> **SET TASK 1**:
Answer these from the thread:
(a) Which receiver does the first poster own?
(b) How many years does the thread say speakers should last?
(c) What name did the first poster find on the manual?

> **PAGE**:
## Begin
# Center piece is stealin all my bass!



## redsunx (Apr 5, 2007)

Well i have surround sound and the sub acts as a speaker but very powerful but when ever i put in the center piece all the bass goes away the centerpeice takes just about all the sound I've monkyed with all the settings known to man just cant get it. JVC RX817V reciver, cambridge soundworks speakers and sub

btw when i take out the center piece the right speakers (according to my position) stop and i have to turn them off? (yeah, i do) then sound works


----------



## yustr (Sep 27, 2004)

It sure sounds like you've got some wires crossed somewhere. 

What I'd do is go back to square one. Disconnect everything. Including all sources and speakers. Then hook up your speakers per instructions. If the sub has a line level input connect that to the Sub Out of the JVC - set the adjustments on the sub to their middle position. Then make sure the JVC menu settings are correct - you may need to tell it that there is, in fact, a sub hooked up, and set your speakers to "small". Then run through the test tones. You should hear it step through each speaker and the sub. If you don't hear the tone in each speaker, check each wire and the settings again. If one or more works but others don't, try switching the speaker wires around to determine if its a failed speaker or failed output. 

Once you're sure you've got the speakers hooked up correctly and they work, add one source at a time. Start with your DVD player making sure you've got the digital and analog leads going to the right inputs on the JVC. Then switch to that source (you may have to tell the JVC which input to use) set surround to automatic and listen for each speaker. If you don't hear sound from one speaker you know it's either the source or a setting in the JVC (because you've already determined that the speakers work correctly.) Most likely it's the settings so check these again per your owner's manual.

Be methodical and you'll figure it out in no time.


----------



## redsunx (Apr 5, 2007)

No dice when i took out the center peice for expiremntation it was intense i could but a rat under there and kill so im guessin the centerpice is just a *****


----------



## yustr (Sep 27, 2004)

A center channel speaker is really no different than any of the others - unless Cambridge is doing something different than everyone else - like doing some internal surround processing within the speaker. What is the model number of the Cambridge?

Try exchanging the center with one of the other speakers. Does the problem go away?


----------



## redsunx (Apr 5, 2007)

Yes, its fine when I do that, and I'm not sure about the model types of these speakers


----------



## yustr (Sep 27, 2004)

Good, we've isolated it to the center channel speaker. Are there any adjustments on it? If there are, try turning them all the way down and slowly moving them up. If not, I'd call Cambridge to see if they'll replace it. If not, maybe the store where you bought it will. In either case, don't take their first "No" as the end. Speakers should last 10 -15 years, easy.

The model number should be on the back of the sub or maybe on the back or bottom of each speaker.


----------



## redsunx (Apr 5, 2007)

No options for the center piece, just wires go in and out, but its got 5 speakers on it forgot to mention that, but anyways I called cambridge and they said they will see about this problem, I found the manaual "Cambridge SoundWorks II" is what it says, so im assuming its just like a second series of some kind.


----------
## End
> **RECORDS PROVIDED**:
## Begin
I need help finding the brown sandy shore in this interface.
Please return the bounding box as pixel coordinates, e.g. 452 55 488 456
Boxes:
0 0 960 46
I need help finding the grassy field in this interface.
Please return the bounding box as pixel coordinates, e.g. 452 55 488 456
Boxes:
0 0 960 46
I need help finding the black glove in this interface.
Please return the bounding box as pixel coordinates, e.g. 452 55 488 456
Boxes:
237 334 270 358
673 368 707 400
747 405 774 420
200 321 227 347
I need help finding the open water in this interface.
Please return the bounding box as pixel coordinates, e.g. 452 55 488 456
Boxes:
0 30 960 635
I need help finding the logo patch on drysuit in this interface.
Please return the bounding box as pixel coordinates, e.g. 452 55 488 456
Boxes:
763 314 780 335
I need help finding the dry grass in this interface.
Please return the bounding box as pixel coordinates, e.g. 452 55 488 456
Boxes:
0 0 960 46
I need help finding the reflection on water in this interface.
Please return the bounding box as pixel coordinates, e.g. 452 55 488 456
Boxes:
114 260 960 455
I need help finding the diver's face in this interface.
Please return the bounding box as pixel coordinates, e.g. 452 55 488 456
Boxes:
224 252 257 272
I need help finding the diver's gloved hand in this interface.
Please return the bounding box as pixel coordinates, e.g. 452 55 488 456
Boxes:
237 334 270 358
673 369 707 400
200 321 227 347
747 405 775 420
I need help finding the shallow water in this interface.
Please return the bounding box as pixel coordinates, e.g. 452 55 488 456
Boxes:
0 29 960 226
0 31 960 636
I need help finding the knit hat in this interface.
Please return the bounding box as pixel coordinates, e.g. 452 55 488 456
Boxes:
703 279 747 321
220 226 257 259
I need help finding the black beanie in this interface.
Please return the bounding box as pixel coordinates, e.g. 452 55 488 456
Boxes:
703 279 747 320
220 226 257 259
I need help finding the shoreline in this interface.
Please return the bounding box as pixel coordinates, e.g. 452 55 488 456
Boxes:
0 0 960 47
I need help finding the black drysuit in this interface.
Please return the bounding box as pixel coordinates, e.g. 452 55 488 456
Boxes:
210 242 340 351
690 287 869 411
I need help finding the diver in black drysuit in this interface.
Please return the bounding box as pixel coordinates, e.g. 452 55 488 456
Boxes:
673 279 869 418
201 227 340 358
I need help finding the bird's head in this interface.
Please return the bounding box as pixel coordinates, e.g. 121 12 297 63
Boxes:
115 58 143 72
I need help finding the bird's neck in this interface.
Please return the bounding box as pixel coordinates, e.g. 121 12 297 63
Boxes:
## End
> **SET TASK 2**: Copy the records again, requests included. Begin at the first line of the records and stop after the line that has "224 252 257 272". Increase every bounding-box coordinate by 5, and leave the sample coordinates in the requests unchanged.

> **RESULT 1**:
(a) A JVC RX817V.
(b) 10 to 15 years.
(c) "Cambridge SoundWorks II".

> **RESULT 2**:
I need help finding the brown sandy shore in this interface.
Please return the bounding box as pixel coordinates, e.g. 452 55 488 456
Boxes:
5 5 965 51
I need help finding the grassy field in this interface.
Please return the bounding box as pixel coordinates, e.g. 452 55 488 456
Boxes:
5 5 965 51
I need help finding the black glove in this interface.
Please return the bounding box as pixel coordinates, e.g. 452 55 488 456
Boxes:
242 339 275 363
678 373 712 405
752 410 779 425
205 326 232 352
I need help finding the open water in this interface.
Please return the bounding box as pixel coordinates, e.g. 452 55 488 456
Boxes:
5 35 965 640
I need help finding the logo patch on drysuit in this interface.
Please return the bounding box as pixel coordinates, e.g. 452 55 488 456
Boxes:
768 319 785 340
I need help finding the dry grass in this interface.
Please return the bounding box as pixel coordinates, e.g. 452 55 488 456
Boxes:
5 5 965 51
I need help finding the reflection on water in this interface.
Please return the bounding box as pixel coordinates, e.g. 452 55 488 456
Boxes:
119 265 965 460
I need help finding the diver's face in this interface.
Please return the bounding box as pixel coordinates, e.g. 452 55 488 456
Boxes:
229 257 262 277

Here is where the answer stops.